▶ **To do**: Write out the seminar text from "Molecular analysis of" up to and including "to strengthen adhesion.", word for word.

▶ **Study text**:
Détails de la réservation

Détails de l'évènement

Nicholas H. BROWN

Dept. of Physiology, Development and Neuroscience, Cambridge University, United Kingdom

 

" BUILDING INTEGRIN ADHESIONS IN DEVELOPMENT AND EVOLUTION  "

 

Résumé

Molecular analysis of morphogenesis

Cellular adhesion and communication are vital during the development of multicellular organisms. These processes use proteins on the surface of cells (receptors) which stick cells together (adhesion) and/or transmit signals from outside the cell to the interior, so that the cell can respond to its environment. Our research is currently focused on how adhesion receptors are linked with the cytoskeleton to specify cell shape and movement within the developing animal. This linkage between the adhesion receptors and the major cytoskeletal filaments contains many components, giving it the ability to grow or shrink in response to numerous signals. For example, as the cytoskeleton becomes contractile and exerts stronger force on the adhesion sites, additional linker proteins are recruited in to strengthen adhesion.

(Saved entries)
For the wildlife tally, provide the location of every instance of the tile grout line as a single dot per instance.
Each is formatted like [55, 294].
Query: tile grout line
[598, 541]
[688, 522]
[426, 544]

▶ **Exercise result**:
Molecular analysis of morphogenesis

Cellular adhesion and communication are vital during the development of multicellular organisms. These processes use proteins on the surface of cells (receptors) which stick cells together (adhesion) and/or transmit signals from outside the cell to the interior, so that the cell can respond to its environment. Our research is currently focused on how adhesion receptors are linked with the cytoskeleton to specify cell shape and movement within the developing animal. This linkage between the adhesion receptors and the major cytoskeletal filaments contains many components, giving it the ability to grow or shrink in response to numerous signals. For example, as the cytoskeleton becomes contractile and exerts stronger force on the adhesion sites, additional linker proteins are recruited in to strengthen adhesion.